== Document extract
PCP, Rice's Theorem

CS154

Chris Pollett

May 1, 2013

Outline

Dominoes and undecidability
HW Problems
Rice's Theorem
Programs that Print Themselves

Post Correspondence Problem

We now are going to show that there are problems other than problems for machines which are undecidable.
We are going to consider problems involving dominos. These are pairs of strings `[s|t]`.
Given a set of dominoes {[`s_1`|`t_1`], `ldots`, [`s_k`|`t_k`] }. we want to know if we can arrange a subset of them (we allow repeats) so that `s_{i_1}, ldots, s_{i_j} = t_{i_1}, ldots, t_{i_j}`. This is called a match and the whole problem is called Post's Correspondence Problem (PCP).
For example, given the tiles{ [b|ca], [a|ab], [ca|a], [abc|c]}, the following is a match [a|ab][b|ca][ca|a][a|ab][abc|c].
We can associate a language to this problem as:
`PCP = { langle P rangle | P mbox{ is an instance of Post's Correspondence Problem with a match}}`

Undecidability of PCP.

Theorem (Post 1946). PCP is undecidable.

Proof. We show via computation histories that if `PCP` is decidable so is `A_{TM}`, thus giving a contradiction. Given an input `langle M, w rangle` for `A_{TM}` we will construct an instance of `PCP` which will have a match iff `M` accepts `w`. Further, the string of the match which be an accepting computation history of `M` on `w`. To simplify our problem we will consider the following modifications to `A_{TM}` and `PCP`:

We assume `M` on input `w` never tries to move left off the tape.
If `w = epsilon`, we use the string `square` in place of `w` in the construction.
We modify `PCP` to require that a match starts with the first domino.

More Undecidability of PCP

Call the instance of `PCP` that we are building `P`.

1. Put `[#| #q_0 w_1 ldots w_n #]` as the first domino of the `PCP` instance. Playing this domino first will force the string to look like an initial configuration of `M` on `w`.

Next we add dominos to handle the part of the configuration where that the TM might change.

2. For every `a, b` in the tape alphabet, and every states `q, r` of `M` where `q ne q_{mbox{reject}}`, if `delta(q, a) = (r, b, R)`, we put `[qa | br]` into `P`.
====
== Excerpted records
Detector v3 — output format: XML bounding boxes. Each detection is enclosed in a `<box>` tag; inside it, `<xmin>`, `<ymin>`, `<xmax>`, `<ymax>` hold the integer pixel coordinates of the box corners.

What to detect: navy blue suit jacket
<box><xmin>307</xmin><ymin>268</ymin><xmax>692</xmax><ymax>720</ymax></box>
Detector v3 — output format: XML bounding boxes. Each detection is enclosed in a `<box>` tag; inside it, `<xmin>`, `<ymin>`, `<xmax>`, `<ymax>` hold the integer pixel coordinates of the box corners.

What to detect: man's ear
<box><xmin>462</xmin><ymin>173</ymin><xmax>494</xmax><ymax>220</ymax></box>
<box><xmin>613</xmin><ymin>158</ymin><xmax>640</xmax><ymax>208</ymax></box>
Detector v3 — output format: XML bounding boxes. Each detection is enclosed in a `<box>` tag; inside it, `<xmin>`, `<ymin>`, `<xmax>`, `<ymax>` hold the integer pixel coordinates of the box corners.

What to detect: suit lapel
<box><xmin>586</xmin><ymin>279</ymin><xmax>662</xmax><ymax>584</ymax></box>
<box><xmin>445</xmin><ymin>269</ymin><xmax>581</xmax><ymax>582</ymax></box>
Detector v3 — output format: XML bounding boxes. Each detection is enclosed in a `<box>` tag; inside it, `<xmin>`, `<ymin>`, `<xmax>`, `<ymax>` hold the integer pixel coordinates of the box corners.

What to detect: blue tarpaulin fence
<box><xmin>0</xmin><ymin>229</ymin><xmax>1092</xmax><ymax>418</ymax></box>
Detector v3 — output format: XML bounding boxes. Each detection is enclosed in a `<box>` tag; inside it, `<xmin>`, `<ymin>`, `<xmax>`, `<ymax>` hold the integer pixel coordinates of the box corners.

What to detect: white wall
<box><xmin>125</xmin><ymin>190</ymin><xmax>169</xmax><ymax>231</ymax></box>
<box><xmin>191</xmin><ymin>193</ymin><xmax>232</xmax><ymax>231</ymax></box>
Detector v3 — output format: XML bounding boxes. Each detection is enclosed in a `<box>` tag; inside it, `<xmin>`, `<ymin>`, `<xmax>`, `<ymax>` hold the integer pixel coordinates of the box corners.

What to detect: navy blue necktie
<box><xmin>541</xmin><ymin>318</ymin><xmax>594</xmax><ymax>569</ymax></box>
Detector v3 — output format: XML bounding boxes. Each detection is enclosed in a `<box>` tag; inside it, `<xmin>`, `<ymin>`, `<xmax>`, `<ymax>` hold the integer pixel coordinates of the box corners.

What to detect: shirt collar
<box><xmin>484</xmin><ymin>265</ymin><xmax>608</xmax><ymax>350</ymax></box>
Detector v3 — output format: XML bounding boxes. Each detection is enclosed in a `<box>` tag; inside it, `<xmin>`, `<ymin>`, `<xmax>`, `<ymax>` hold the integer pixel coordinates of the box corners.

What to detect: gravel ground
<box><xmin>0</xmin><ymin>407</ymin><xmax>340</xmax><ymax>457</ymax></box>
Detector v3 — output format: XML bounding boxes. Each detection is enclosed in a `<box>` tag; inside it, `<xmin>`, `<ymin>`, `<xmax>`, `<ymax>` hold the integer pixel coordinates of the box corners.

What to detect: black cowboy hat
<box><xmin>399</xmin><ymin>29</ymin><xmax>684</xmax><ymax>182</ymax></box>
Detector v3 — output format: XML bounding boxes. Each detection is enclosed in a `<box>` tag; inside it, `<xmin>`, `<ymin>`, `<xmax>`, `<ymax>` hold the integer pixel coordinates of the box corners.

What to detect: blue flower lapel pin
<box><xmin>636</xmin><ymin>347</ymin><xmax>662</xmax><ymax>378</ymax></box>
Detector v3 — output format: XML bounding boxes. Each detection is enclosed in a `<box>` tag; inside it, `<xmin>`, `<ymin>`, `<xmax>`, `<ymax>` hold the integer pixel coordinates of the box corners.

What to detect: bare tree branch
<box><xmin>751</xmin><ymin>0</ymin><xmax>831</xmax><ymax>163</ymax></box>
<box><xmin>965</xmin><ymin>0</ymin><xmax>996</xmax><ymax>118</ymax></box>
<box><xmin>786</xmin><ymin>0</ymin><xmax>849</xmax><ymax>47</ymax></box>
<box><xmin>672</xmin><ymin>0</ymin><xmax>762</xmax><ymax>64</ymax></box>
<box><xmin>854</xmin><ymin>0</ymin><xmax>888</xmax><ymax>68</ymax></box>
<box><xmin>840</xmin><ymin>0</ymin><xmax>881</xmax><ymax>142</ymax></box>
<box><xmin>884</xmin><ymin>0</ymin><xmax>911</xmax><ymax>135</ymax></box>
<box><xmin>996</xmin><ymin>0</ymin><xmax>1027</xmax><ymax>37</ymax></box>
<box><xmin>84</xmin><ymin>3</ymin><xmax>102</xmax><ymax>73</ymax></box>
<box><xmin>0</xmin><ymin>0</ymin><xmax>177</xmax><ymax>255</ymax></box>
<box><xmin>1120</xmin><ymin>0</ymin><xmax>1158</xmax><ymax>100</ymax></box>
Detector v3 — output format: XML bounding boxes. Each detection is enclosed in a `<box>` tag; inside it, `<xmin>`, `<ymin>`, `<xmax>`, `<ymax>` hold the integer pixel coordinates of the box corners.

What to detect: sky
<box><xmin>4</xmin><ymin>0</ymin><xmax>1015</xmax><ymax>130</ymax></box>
====
• What the task asks: Write out the passage of the PCP lecture notes above, starting with "Undecidability of PCP." and going on through "the first domino.".

• Full response:
Undecidability of PCP.

Theorem (Post 1946). PCP is undecidable.

Proof. We show via computation histories that if `PCP` is decidable so is `A_{TM}`, thus giving a contradiction. Given an input `langle M, w rangle` for `A_{TM}` we will construct an instance of `PCP` which will have a match iff `M` accepts `w`. Further, the string of the match which be an accepting computation history of `M` on `w`. To simplify our problem we will consider the following modifications to `A_{TM}` and `PCP`:

We assume `M` on input `w` never tries to move left off the tape.
If `w = epsilon`, we use the string `square` in place of `w` in the construction.
We modify `PCP` to require that a match starts with the first domino.